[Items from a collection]
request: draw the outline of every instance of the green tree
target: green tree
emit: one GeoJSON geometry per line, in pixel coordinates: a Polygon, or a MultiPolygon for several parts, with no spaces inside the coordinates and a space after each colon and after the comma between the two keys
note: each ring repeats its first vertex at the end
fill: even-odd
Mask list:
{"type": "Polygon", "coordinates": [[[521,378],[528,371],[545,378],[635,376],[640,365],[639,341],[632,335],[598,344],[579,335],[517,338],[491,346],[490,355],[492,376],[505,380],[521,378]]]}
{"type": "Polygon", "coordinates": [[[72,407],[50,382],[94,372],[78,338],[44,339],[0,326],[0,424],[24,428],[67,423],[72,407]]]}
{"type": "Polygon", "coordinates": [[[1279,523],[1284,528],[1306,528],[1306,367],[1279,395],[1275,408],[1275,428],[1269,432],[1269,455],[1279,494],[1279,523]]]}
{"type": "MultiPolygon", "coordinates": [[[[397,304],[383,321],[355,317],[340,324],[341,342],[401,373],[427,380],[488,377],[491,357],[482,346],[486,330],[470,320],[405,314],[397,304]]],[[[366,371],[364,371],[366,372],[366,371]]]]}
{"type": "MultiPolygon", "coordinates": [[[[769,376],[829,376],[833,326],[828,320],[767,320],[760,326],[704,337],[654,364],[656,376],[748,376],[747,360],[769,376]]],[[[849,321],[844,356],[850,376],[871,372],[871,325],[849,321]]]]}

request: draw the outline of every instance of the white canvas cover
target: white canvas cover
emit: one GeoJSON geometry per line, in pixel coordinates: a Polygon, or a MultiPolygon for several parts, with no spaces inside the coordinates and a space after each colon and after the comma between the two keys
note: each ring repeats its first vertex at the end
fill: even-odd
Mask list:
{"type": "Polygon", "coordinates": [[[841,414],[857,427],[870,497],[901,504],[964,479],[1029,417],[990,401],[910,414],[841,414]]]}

Instruction — Reproduce every item above verbatim, line for line.

Written reply —
request: draw the outline of every instance of the green tree
target: green tree
emit: one GeoJSON geometry per line, in pixel coordinates: a Polygon, or a MultiPolygon for several parts, with no spaces inside the coordinates and a space after each colon and after the comma between the two keys
note: each ring repeats its first vertex at the end
fill: even-odd
Mask list:
{"type": "Polygon", "coordinates": [[[521,378],[528,371],[545,378],[635,376],[640,365],[639,341],[632,335],[598,344],[579,335],[517,338],[491,346],[490,355],[492,376],[505,380],[521,378]]]}
{"type": "Polygon", "coordinates": [[[72,407],[50,382],[94,372],[78,338],[44,339],[0,326],[0,424],[24,428],[67,423],[72,407]]]}
{"type": "Polygon", "coordinates": [[[1279,523],[1284,528],[1306,528],[1306,367],[1279,395],[1275,408],[1275,428],[1269,432],[1269,455],[1279,494],[1279,523]]]}
{"type": "MultiPolygon", "coordinates": [[[[397,304],[383,321],[355,317],[340,324],[341,342],[401,373],[427,380],[488,377],[491,357],[482,346],[486,330],[470,320],[405,314],[397,304]]],[[[366,371],[364,371],[366,372],[366,371]]]]}
{"type": "MultiPolygon", "coordinates": [[[[769,376],[829,376],[833,326],[828,320],[767,320],[760,326],[704,337],[654,364],[656,376],[748,376],[747,360],[769,376]]],[[[849,321],[844,356],[850,376],[871,372],[871,325],[849,321]]]]}

request: draw the outline of every instance of the white canvas cover
target: white canvas cover
emit: one GeoJSON geometry per line, in pixel coordinates: a Polygon, or a MultiPolygon for several parts, with no spaces inside the coordinates and a space after each colon and after the comma between the two keys
note: each ring repeats its first vertex at the end
fill: even-odd
Mask list:
{"type": "Polygon", "coordinates": [[[841,414],[857,427],[870,497],[901,504],[964,479],[1029,417],[990,401],[910,414],[841,414]]]}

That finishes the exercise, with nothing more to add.